DATA PROVIDED:

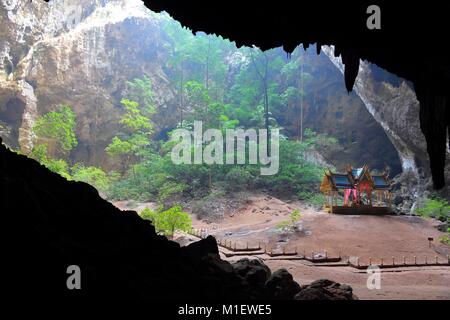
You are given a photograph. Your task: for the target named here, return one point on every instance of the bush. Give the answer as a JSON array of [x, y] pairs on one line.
[[445, 239], [168, 221], [316, 199], [92, 175]]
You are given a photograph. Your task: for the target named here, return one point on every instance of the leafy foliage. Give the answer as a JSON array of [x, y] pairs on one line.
[[435, 207]]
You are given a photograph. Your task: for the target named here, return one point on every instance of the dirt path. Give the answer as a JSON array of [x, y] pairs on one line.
[[354, 236]]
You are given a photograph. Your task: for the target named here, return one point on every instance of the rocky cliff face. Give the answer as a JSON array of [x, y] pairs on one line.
[[394, 105], [81, 55]]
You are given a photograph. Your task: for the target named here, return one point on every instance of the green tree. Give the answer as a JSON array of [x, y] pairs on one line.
[[92, 175], [435, 207], [58, 126], [135, 139]]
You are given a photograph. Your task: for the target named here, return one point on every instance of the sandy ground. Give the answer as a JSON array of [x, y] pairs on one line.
[[364, 237]]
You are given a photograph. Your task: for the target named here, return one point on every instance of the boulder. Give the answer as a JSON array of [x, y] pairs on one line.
[[255, 272]]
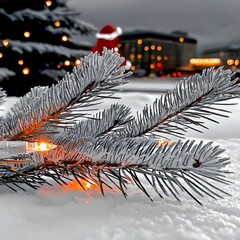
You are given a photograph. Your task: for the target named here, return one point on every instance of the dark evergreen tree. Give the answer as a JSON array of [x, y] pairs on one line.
[[37, 45]]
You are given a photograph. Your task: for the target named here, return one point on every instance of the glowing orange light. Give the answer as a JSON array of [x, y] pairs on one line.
[[207, 62], [165, 58], [64, 38], [20, 62], [146, 48], [42, 146], [5, 42], [133, 68], [57, 24], [48, 3], [25, 71], [181, 39], [67, 63], [26, 34], [81, 185], [77, 62], [153, 47]]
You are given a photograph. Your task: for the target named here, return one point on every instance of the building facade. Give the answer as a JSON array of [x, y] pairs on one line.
[[157, 53], [229, 56]]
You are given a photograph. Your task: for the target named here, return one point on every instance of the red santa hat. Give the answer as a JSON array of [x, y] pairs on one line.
[[109, 32]]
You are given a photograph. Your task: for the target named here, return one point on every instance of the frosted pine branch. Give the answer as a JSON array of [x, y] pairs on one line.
[[86, 84], [187, 105]]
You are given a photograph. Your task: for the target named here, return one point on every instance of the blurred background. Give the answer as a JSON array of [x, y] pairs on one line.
[[166, 40]]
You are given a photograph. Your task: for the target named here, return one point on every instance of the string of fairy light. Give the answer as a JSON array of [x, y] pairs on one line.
[[27, 34]]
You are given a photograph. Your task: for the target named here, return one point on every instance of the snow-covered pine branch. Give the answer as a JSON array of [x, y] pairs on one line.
[[193, 100], [57, 105]]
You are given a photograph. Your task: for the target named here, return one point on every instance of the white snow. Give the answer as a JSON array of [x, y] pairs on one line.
[[55, 213]]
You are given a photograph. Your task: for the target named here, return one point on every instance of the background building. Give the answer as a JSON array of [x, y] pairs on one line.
[[230, 55], [157, 53]]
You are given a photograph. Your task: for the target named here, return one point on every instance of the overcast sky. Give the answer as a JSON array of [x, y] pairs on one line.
[[211, 22]]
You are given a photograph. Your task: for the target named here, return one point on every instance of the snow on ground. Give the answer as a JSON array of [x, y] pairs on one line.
[[55, 213]]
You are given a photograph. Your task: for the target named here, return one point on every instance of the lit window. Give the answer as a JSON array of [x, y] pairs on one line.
[[20, 62], [132, 56], [5, 42], [26, 34], [153, 47], [57, 24], [133, 68], [152, 66], [64, 38], [67, 63], [165, 58], [77, 62], [146, 48], [181, 39], [230, 62], [48, 3], [26, 71]]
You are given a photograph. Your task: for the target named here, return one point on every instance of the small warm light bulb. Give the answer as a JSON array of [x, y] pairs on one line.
[[48, 3], [20, 62], [41, 146], [133, 68], [146, 48], [132, 56], [57, 24], [152, 66], [26, 34], [77, 62], [153, 47], [5, 42], [165, 58], [64, 38], [181, 39], [26, 71], [67, 63]]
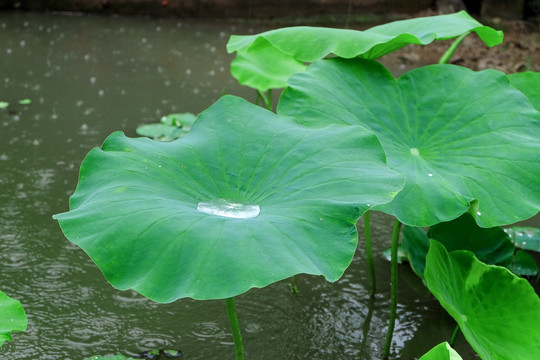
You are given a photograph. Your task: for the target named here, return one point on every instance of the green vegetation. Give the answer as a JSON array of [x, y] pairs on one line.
[[250, 197]]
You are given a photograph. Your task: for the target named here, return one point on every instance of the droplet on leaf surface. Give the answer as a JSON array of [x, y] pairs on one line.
[[225, 208]]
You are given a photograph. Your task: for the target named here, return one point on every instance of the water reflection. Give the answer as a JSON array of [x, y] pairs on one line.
[[88, 77]]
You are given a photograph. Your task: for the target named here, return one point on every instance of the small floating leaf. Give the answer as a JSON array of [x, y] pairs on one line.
[[183, 120], [12, 317], [161, 132], [442, 351], [135, 210], [468, 141], [498, 312], [265, 61]]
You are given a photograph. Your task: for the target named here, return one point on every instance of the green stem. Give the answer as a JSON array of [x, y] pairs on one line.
[[267, 99], [445, 59], [393, 288], [454, 336], [367, 325], [369, 252], [294, 285], [235, 327]]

ACTION ITEM:
The preceding entries should be duplicated word for word; no picture belongs in the copy.

RESPONSE TO THE TASK:
You are given a photograph. Your task: for the target named here, return one point on every instance of the bush. Give the answer as a JSON array of [x, y] pairs on one line.
[[445, 239], [168, 221], [316, 199], [92, 175]]
You are given a photograph. Your task: for the target named here, return one point on every instance of the leafy foliage. Give the answer as a JSON array of [x, y] pairs on one line.
[[435, 207]]
You are given a photograph. Your task: for the target named here, return one point on every instance of the dirt path. Give the answer as a JSON array of [x, y] pairs on one line.
[[354, 236]]
You are given a photograph. Your task: for the target named here, return one point on every instance of the rocky cliff face. Give the answer as a JSON array of [x, y] pairs on one line.
[[394, 105], [81, 55]]
You are given a photograph. Your task: for the target named here, return one point on every instance of the green tree. Give the answer as a JSON array of [x, y] pairs on one line.
[[92, 175], [435, 207], [58, 126], [135, 139]]
You are given a photograph. Your task: for the target named here, return one point on every instance of the sandy ground. Give the answer as a JSON array of [x, y] pairs on one line.
[[364, 237]]
You are given a photograph. Your task: for the target named here, return one point on every instance of the boulder. Give the answer as a JSON array of [x, y] pairs on one line.
[[255, 272]]
You are given a photograph. Your task: for the target named here, return one point on every instance of the dark evergreen tree. Give the answer as a JSON array of [x, y] pairs on one line.
[[37, 45]]
You are given a photograph. Your task: for the target named here, return one point on every instance of the glowing orange light. Give the answer as a JSON array of [x, y] pairs on one line.
[[207, 62], [165, 58], [64, 38], [20, 62], [146, 48], [42, 146], [5, 42], [133, 68], [57, 24], [48, 3], [25, 71], [181, 39], [67, 63], [26, 34], [81, 185], [77, 62], [153, 47]]
You are given a photograph. Your task: for the target named here, return one point on every instance of the building facade. Give the answer as a JSON array of [x, y] pairs on one line.
[[157, 53], [229, 56]]
You are given a photograph. Your task: for the target named here, return one point on every instance of the red santa hat. Give the answer as a JSON array of [x, y] pairs on one line.
[[109, 32]]
You are given a photograph. Your task: for the target named here, return one point on every instance of the frosted pine branch. Give the answer as a JSON array of [x, y] pairs on one line.
[[86, 84], [187, 105]]
You are given a photograph. Your task: for the target named here, return one point on every instance of the blurred background. Give the answer as a JSON array of [x, y] pairs on one line.
[[166, 40]]
You are given a photograph. Your task: for the target named here, return one point on every instance of the string of fairy light. Give the answer as a JSON array of [x, y] pairs on one line.
[[27, 34]]
You are given a photograph. Your task: for the target named here, return one point on every instance of the snow-covered pine branch. Give the answer as a JSON array of [x, y] pairs on one line.
[[193, 100], [57, 105]]
You are given a photograph. Your task: for the target named here, return one point on every instance of the white snow. Give the answer as a JSON array of [x, y] pairs on one line.
[[55, 213]]
You are given a photograph. Your task: for the target named here, return one point on every instance of the background building. Give the answer as a JSON array of [x, y] pairs on one line.
[[230, 55], [157, 53]]
You are given a photograph. Your task: for the target named here, return one point on every instance of the overcast sky. Give the answer as a JSON array of [x, y] pairs on one line.
[[211, 22]]
You are given a photograph. Your task: for the target named here, return one point on every instance of the snow on ground. Give the answer as a JSON array of [x, y] pairs on one line.
[[55, 213]]
You are given a photograph. Your task: for the target named here, return one point on every instance of the lit window. Give the answer as a JSON array of [x, y] pairs on one line.
[[20, 62], [132, 56], [5, 42], [26, 34], [153, 47], [57, 24], [133, 68], [152, 66], [64, 38], [67, 63], [165, 58], [77, 62], [146, 48], [181, 39], [230, 62], [48, 3], [26, 71]]
You are given a photograph. Your task: for the target named here, return one point on every instance of the small warm light bulb. Give the answer as a JSON array of [x, y] pairs on one line.
[[48, 3], [20, 62], [41, 146], [133, 68], [146, 48], [132, 56], [57, 24], [152, 66], [26, 34], [77, 62], [153, 47], [5, 42], [165, 58], [64, 38], [181, 39], [26, 71], [67, 63]]
You are given a photograph. Your task: for the target named here, return one point on every instance of the green vegetation. Give the answer as a JSON array of [x, y] pairs on one line.
[[250, 197]]
You are given a photograph. Your task: for the target named here, return one point on every instance of the droplet on leaf surface. Give the answer as a JSON array of [x, y] pairs on one line.
[[225, 208]]
You are given a photograph. Your task: for the target named here, return one point on every instance of the water reflection. Give the answer as a JSON array of [x, y] pairs on one line.
[[88, 77]]
You are given a photograph. Your task: for the target named here, return one point on every instance of the small floating leaf. Give the answer as a JSON array of [x, y] pairs on one line.
[[183, 120], [12, 317], [161, 132], [442, 351], [135, 210], [468, 141], [498, 312], [265, 61]]
You are given a photograph. Your task: for the target named here, return one point on every instance of the green stem. Give the answer as a JSON array of [x, y] pairs on one line.
[[267, 99], [445, 59], [393, 288], [454, 336], [367, 325], [369, 252], [294, 285], [235, 327]]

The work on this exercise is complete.